● TESTO SELEZIONATO:

=-=-=-=-=

Lo dichiara il presidente di Unimpresa, Giovanna Ferrara. «In quest’ottica, il riferimento del Mef a un “contributo straordinario” richiesto solo alle grandi imprese di settori che hanno beneficiato di condizioni favorevoli esterne appare in linea con questo approccio: piuttosto che introdurre una nuova tassa, si tratta di chiedere un sostegno proporzionale a chi ha visto aumentare i propri utili in un contesto di mercato favorevole. È una misura eccezionale, da inquadrare in un contesto di equilibrio fiscale che salvaguardi le piccole e medie imprese, le quali continuano a essere coperte dal concordato biennale preventivo. Quest’ultimo rappresenta uno strumento utile per semplificare e ridurre gli oneri amministrativi e fiscali per le aziende di dimensioni minori, che sono spesso quelle più colpite da un sistema fiscale complesso e oneroso» spiega Ferrara.

Secondo il Centro studi di Unimpresa, la recente revisione al ribasso della crescita del pil italiano, corretta dall’Istat allo 0,6% su base annua per il secondo trimestre del 2024, evidenzia in maniera inequivocabile la debolezza strutturale che ancora affligge la nostra economia.

Un dato, questo, che non può essere ignorato, poiché rimarca l’urgenza di adottare misure concrete e incisive per rilanciare in modo stabile e duraturo la crescita del nostro Paese.

Si tratta di un obiettivo che richiede interventi fiscali espansivi, mirati a stimolare sia i consumi sia gli investimenti, e che deve necessariamente passare attraverso una riduzione del carico tributario sulle famiglie e sulle imprese.

In una fase di fragilità economica come quella attuale, è fondamentale intervenire con decisione per evitare di innescare un circolo vizioso di stagnazione che rischierebbe di prolungarsi nel tempo, ostacolando la ripresa.

L’andamento del pil nel secondo trimestre rappresenta un campanello d’allarme per le istituzioni e per il governo, chiamati a mettere in campo una politica economica coraggiosa che punti a invertire la rotta attuale.

=-=-=-=-=

● VOCI:
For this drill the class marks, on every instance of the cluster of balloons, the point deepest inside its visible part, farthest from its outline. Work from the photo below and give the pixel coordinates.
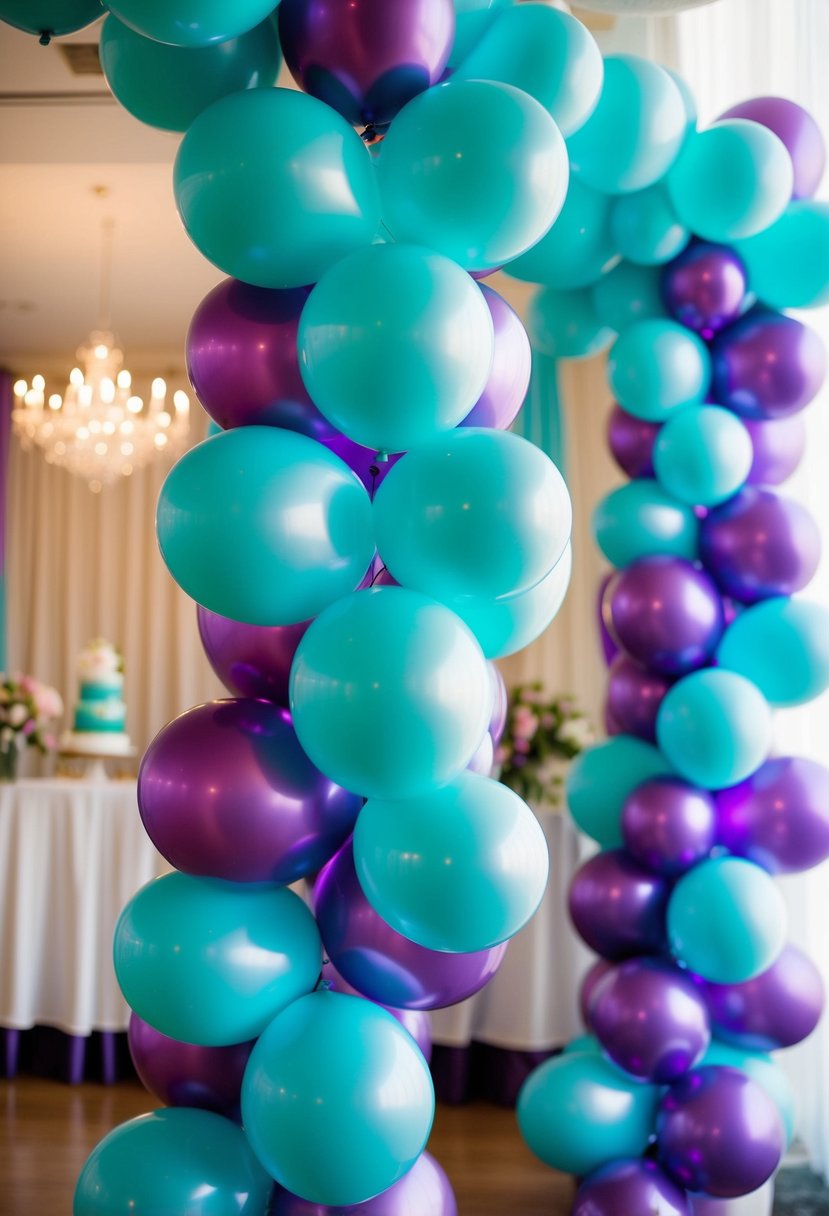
(682, 247)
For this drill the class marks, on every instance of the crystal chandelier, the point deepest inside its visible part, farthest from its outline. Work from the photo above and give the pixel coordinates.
(99, 428)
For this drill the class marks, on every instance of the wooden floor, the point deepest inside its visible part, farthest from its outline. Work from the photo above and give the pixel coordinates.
(48, 1130)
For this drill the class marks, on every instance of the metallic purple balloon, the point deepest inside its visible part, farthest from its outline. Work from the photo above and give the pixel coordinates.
(704, 288)
(800, 134)
(424, 1191)
(717, 1131)
(665, 613)
(650, 1019)
(777, 1008)
(633, 698)
(779, 817)
(225, 791)
(759, 545)
(669, 825)
(619, 907)
(185, 1075)
(366, 58)
(767, 365)
(383, 964)
(630, 1188)
(509, 378)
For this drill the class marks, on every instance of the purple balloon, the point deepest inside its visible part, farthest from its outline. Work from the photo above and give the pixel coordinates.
(633, 698)
(665, 613)
(381, 963)
(777, 1008)
(704, 288)
(225, 791)
(767, 365)
(650, 1019)
(368, 57)
(759, 545)
(509, 378)
(630, 1188)
(778, 449)
(800, 134)
(669, 825)
(185, 1075)
(618, 906)
(717, 1131)
(779, 817)
(424, 1191)
(631, 443)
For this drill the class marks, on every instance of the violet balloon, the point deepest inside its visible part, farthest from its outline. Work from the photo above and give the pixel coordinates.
(381, 963)
(225, 791)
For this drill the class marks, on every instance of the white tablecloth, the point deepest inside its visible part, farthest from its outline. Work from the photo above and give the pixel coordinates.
(72, 854)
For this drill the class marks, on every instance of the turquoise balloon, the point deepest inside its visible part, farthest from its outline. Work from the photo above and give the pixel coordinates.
(635, 133)
(565, 325)
(475, 512)
(395, 344)
(731, 180)
(191, 22)
(788, 264)
(783, 647)
(274, 186)
(174, 1160)
(543, 52)
(460, 870)
(337, 1099)
(210, 962)
(703, 455)
(762, 1069)
(577, 248)
(264, 525)
(168, 86)
(455, 167)
(726, 919)
(390, 693)
(658, 366)
(601, 780)
(627, 293)
(646, 228)
(577, 1112)
(639, 519)
(715, 727)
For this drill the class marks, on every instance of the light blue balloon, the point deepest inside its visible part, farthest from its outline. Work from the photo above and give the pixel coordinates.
(455, 167)
(577, 1112)
(576, 249)
(274, 187)
(212, 963)
(460, 870)
(783, 647)
(264, 525)
(658, 366)
(174, 1160)
(731, 180)
(565, 325)
(543, 52)
(390, 693)
(703, 455)
(788, 264)
(337, 1099)
(395, 344)
(715, 727)
(639, 519)
(636, 130)
(646, 226)
(475, 512)
(601, 780)
(726, 919)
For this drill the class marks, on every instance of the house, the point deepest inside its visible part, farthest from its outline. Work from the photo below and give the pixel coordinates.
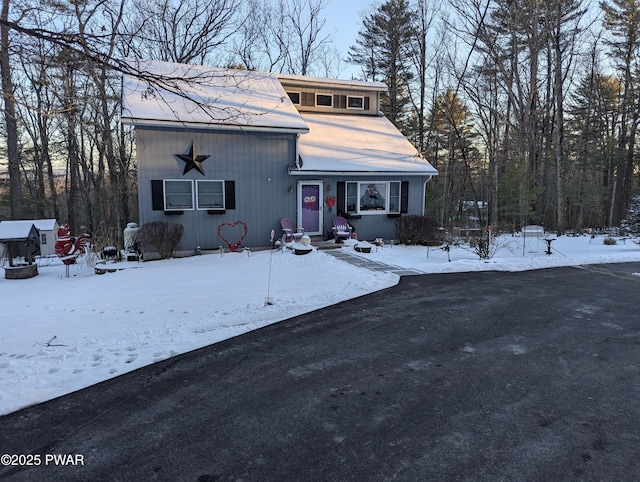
(218, 146)
(19, 239)
(47, 232)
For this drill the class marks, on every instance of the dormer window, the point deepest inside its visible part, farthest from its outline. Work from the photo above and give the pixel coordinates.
(295, 97)
(355, 102)
(324, 100)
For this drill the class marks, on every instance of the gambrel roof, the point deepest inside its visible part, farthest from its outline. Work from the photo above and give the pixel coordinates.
(203, 97)
(351, 144)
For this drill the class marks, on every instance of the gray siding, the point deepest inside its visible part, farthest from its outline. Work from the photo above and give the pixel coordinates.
(371, 226)
(256, 161)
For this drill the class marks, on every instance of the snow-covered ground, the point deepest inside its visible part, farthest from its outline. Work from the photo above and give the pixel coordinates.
(60, 334)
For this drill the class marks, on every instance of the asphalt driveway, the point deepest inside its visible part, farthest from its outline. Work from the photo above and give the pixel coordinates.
(469, 376)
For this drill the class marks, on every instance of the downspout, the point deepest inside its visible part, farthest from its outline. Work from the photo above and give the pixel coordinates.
(424, 195)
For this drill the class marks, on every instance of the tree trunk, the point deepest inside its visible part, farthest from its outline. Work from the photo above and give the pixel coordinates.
(15, 185)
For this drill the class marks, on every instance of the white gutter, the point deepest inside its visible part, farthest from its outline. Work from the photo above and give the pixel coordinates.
(200, 125)
(296, 172)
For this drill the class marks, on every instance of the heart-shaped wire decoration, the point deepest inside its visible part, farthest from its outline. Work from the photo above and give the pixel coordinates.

=-=-=-=-=

● COMPITI:
(1) Nel testo su Unimpresa e il pil, per quale motivo il dato sulla crescita "non può essere ignorato"? Rispondi in una o due frasi.
(2) Scrivi il seguito del testo su Unimpresa e il pil a partire dall'ultima frase.

● RISULTATI:
(1) Il dato non può essere ignorato perché rimarca l'urgenza di adottare misure concrete e incisive per rilanciare in modo stabile e duraturo la crescita del Paese.

(2)
«Sostenere il tessuto produttivo del Paese diventa, in questo scenario, una priorità strategica. Il peso fiscale eccessivo che grava su imprese e famiglie rappresenta infatti un freno all’economia nazionale, riducendo la capacità di spesa delle famiglie e limitando il margine di investimento e di crescita per le aziende. Abbassare questo carico non è solo una necessità, ma una scelta che può fare la differenza nel medio-lungo termine, stimolando un ciclo economico virtuoso basato sull’aumento della domanda e su una maggiore capacità competitiva delle imprese italiane» osserva il presidente di Unimpresa. «Per questo motivo, le recenti dichiarazioni del ministro Giorgetti assumono un’importanza strategica. Chiarire che non è allo studio alcuna nuova forma di tassazione che possa gravare ulteriormente sulle imprese rappresenta un segnale di rassicurazione per il mondo produttivo e imprenditoriale, dissipando i timori che circolavano in merito a possibili aumenti del carico fiscale. Tali timori, alimentati da indiscrezioni e interpretazioni alternative alle parole del ministro, avrebbero potuto generare un clima di incertezza dannoso per le aspettative degli operatori economici. In un contesto economico fragile, ogni elemento di incertezza rischia di avere un impatto negativo sugli investimenti e sulle decisioni strategiche delle imprese, che sono invece il motore della ripresa» aggiunge Ferrara.